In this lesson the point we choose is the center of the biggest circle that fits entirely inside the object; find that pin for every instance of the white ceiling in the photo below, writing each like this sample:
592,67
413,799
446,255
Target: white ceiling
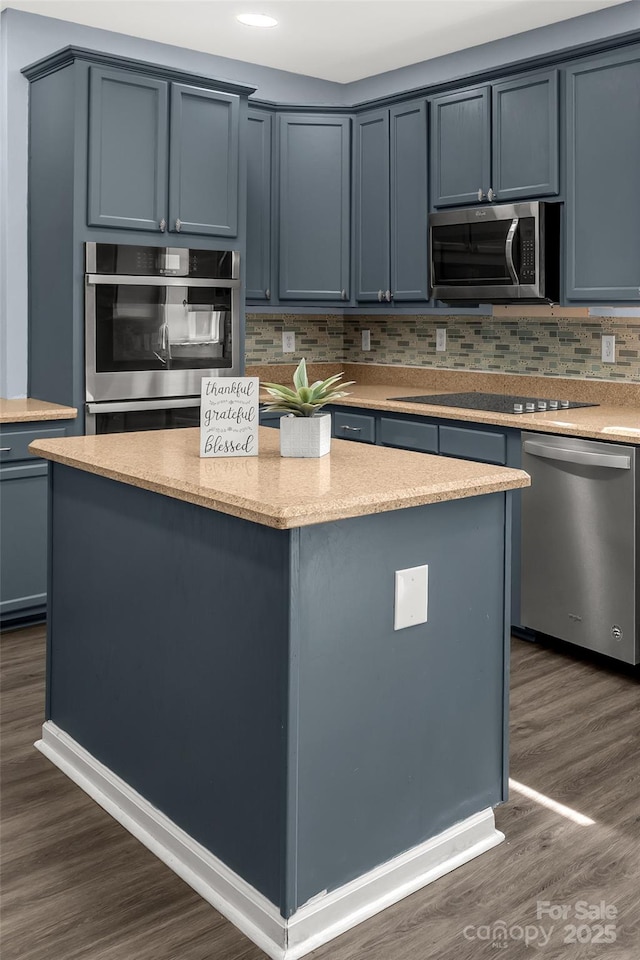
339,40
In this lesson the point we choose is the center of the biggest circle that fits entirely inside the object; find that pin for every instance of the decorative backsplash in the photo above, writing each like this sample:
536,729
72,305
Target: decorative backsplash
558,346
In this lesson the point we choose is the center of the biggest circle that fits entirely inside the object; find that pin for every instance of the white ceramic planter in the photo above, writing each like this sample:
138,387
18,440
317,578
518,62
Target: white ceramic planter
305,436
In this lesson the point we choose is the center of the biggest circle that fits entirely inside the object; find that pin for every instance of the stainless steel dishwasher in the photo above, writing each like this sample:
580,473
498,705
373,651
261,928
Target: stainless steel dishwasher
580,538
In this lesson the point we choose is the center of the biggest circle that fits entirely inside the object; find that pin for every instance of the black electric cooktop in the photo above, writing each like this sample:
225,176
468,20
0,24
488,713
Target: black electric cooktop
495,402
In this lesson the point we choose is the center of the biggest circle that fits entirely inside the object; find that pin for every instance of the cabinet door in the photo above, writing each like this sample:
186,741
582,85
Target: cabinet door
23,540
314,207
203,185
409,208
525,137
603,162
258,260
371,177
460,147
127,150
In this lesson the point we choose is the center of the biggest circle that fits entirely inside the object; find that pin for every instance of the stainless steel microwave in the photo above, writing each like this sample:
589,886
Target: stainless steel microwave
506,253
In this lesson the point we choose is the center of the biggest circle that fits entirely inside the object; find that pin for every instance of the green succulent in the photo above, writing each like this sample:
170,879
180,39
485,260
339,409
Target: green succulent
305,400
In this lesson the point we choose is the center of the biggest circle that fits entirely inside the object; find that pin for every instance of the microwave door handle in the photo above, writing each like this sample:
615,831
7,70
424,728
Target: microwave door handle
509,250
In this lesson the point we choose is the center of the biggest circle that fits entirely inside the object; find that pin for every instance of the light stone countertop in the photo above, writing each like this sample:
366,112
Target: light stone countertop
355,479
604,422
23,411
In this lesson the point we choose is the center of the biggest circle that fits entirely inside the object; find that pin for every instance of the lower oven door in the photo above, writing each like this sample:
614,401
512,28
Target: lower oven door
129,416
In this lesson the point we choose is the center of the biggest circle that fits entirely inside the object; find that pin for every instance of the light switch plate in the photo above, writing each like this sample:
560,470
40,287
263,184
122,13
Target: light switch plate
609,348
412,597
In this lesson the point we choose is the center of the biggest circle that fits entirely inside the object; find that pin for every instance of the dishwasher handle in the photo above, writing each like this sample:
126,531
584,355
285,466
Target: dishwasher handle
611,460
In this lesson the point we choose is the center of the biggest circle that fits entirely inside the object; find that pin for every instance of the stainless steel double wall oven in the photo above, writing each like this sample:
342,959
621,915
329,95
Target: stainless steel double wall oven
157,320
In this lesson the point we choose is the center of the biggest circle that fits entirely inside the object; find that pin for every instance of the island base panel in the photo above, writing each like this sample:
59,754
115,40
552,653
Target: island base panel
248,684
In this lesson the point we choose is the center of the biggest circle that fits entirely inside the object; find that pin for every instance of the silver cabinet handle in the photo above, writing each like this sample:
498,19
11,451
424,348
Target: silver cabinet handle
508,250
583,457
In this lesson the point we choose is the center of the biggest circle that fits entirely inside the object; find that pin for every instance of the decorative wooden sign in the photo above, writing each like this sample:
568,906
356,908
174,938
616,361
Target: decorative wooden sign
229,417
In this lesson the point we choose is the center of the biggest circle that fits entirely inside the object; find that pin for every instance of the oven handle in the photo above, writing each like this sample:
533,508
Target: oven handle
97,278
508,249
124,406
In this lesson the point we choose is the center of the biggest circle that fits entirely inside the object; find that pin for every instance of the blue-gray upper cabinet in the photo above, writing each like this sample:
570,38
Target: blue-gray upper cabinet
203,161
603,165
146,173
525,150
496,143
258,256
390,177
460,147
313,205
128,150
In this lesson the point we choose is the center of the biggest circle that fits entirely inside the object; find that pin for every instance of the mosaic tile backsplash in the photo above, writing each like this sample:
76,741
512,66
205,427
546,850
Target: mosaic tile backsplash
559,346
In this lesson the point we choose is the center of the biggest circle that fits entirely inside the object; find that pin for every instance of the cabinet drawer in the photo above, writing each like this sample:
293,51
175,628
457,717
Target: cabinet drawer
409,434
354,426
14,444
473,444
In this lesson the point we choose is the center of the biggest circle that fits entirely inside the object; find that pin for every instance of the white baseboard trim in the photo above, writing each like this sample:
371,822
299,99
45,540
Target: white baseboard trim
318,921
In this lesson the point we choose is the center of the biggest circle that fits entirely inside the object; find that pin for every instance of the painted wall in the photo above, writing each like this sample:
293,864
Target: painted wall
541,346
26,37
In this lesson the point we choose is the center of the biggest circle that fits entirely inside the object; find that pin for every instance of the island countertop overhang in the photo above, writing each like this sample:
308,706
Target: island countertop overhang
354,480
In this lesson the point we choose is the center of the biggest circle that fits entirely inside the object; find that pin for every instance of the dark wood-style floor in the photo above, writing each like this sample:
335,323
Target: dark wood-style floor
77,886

◆ STATED TASK:
Give all the records again with "biggest circle" switched to "largest circle" everywhere it appears, changing nothing else, and leave the pictures out.

◆ RESULT OF THE TASK:
In this lesson the point we choose is the center of the largest circle that fits entirely inside the object; find that pin for every instance of the white ceiling in the photo below, writing each like this sample:
592,67
413,799
446,255
Target: white ceiling
339,40
In this lesson the point we choose is the center of the largest circle that fits entirely inside the object; find that pin for every instance of the decorative backsplash in the photo above, writing each like this sample:
536,729
72,305
Target: decorative backsplash
558,346
In this lesson the point we choose is the center of the largest circle that fits entirely inside the object; find that pin for every instance of the white ceramic planter in the photo above, writing each like this sample:
138,387
18,440
317,578
518,62
Target: white ceramic planter
305,436
In this lesson the point we choose is the center of the largest circle that fits entirely inside the object; find that pin for every instance of the stainless steel dishwasher in the photo above, writing each like this sample:
580,473
498,705
373,651
261,928
Target: stainless steel dishwasher
580,538
In this lesson the point we choose is the center of the largest circle that fits entirely inside the object; find that pin for every instance of the black electric cooktop in the photo above, writing each like this sample:
225,176
468,20
0,24
488,713
Target: black electric cooktop
495,402
In this lesson the point we choose is the center of the largest circle that fits entirely inside the object; find that pin for every instance of the cabinet door in the photo above, writing each like this sample:
186,741
582,85
Target: cabinet door
23,540
314,207
203,185
409,208
525,137
603,162
258,260
371,177
460,147
127,150
In this lesson the point we choose is the center of the largest circle that fits entirely inside the object; find that pin for every instance of the stainless steel microwave in the photo above, writing each like this sample:
589,886
Target: stainless steel microwave
506,253
In this lesson the point we choose is the center of the largest circle that fits entirely inside the object; find that pin for every instance of the green succulent in the photo above, writing each like this sample:
170,879
180,39
485,260
339,409
Target: green succulent
305,400
In this lesson the point we choose is the center of the largest circle that fits entirely inside the object; find that pin for every instance of the microwave door handle in the photo above, writing each like this sample:
615,831
7,70
424,728
Target: microwave door handle
509,250
In this lesson the point we choose is the center of the largest circle that fits entirely inside the object; find that pin for every instance of the light stone countertop in the photo above, writing each like this sample:
366,112
Target: light stone countertop
355,479
604,422
23,411
In this lesson the point we choose is the center of the largest circle that fits entirely inside the object; find that pin for every instance of the lower oven door in the photo above, writing each like this sample:
614,401
512,28
Target: lower oven door
129,416
In this lesson the point we choose is the center of the largest circle that fits entirely inside the object; find that pin for every instance of the light switch plate in the photo above, writing each like this sample:
560,470
40,287
263,184
122,13
Target: light switch plate
609,348
412,597
In this lesson the point we choose is the center of the largest circle that fits entirely inside the object; find that pin for every instance of the dishwasher handle in the photo above, writing each like this sample:
126,531
584,355
285,466
Target: dishwasher handle
611,460
In this lesson the point we choose is the center of the largest circle that fits entirely inside the object; find that pin for every instance of the stainless steel double wall oven in the photo above, writing each like this sample:
342,959
621,915
329,95
Target: stainless steel double wall oven
157,320
In this lesson the point we choose is the center of the largest circle that fits entirely inside the object; find that pin for every instance of the island base panel in the photo above, writing each like this sample:
59,754
115,40
552,653
Target: island base panel
248,684
In this lesson the point we choose is the center of the largest circle that fits entirely inside the object; find that pin for every instance of the silver cabinet handle in the photo above, writing each like this sample:
498,19
11,451
424,348
Target: silver cabinet handle
508,250
583,457
In this lesson the point we choose is the center of the largest circle that fits entirely inside the object; find that pin for every instance of the decorative wooden sign in the photo above, writing each like this sample:
568,906
356,908
174,938
616,361
Target: decorative wooden sign
229,417
In this lesson the point we choose is the center of the largest circle that fits entirely inside the object; find that pin for every instance of the oven handle in the photo above, writing each like this sample:
533,508
Target: oven handle
97,278
508,249
124,406
In this lesson the point we choose is the center of the largest circle that fits entirely inside the object; find that pin for every instance of the blue-gray upper cabinet in the photo above, writing each like this sample:
570,38
Target: blue-gray upper cabinet
203,161
603,165
146,173
525,150
496,143
258,256
390,177
460,147
313,205
128,150
In this lesson the point we choose is the center of the largest circle that fits entirely inside the object; find that pin for every instance of the mosaic tile backsplash in the photo above, writing each like this sample:
76,741
512,66
205,427
546,850
Target: mosaic tile backsplash
559,346
In this lesson the point we choose is the center of the largest circle that fits entirely inside the object; find that pin for every instance of the cabinet drawer in the photo above, writing each like this sample:
293,51
175,628
457,717
Target: cabinet drawer
409,434
354,426
14,444
473,444
In this lesson the point we choose is the center of the largest circle that fits entirely inside the object; find that pin for every instance of the white baseboard trim in the photo above, writing each like this sample:
371,822
299,99
45,540
Target: white baseboard trim
318,921
In this lesson the point we choose is the center of the largest circle that fits entirely inside the object; find that pin for every instance of the painted wall in the photo above, writing each like this sample:
293,864
Target: painted wall
541,346
26,37
In this lesson the point we choose is the center of the largest circle that fits entirely inside the object; find that pin for every instance of the island countertop overhang in the photo above, writing each like this sample:
308,706
Target: island countertop overhang
354,480
In this lesson the point we choose is the center of the largest circle that fits entirely inside the object; find that pin for every instance of the dark wood-style floor in the photo above, writing each like this sample:
335,323
Target: dark wood-style floor
77,886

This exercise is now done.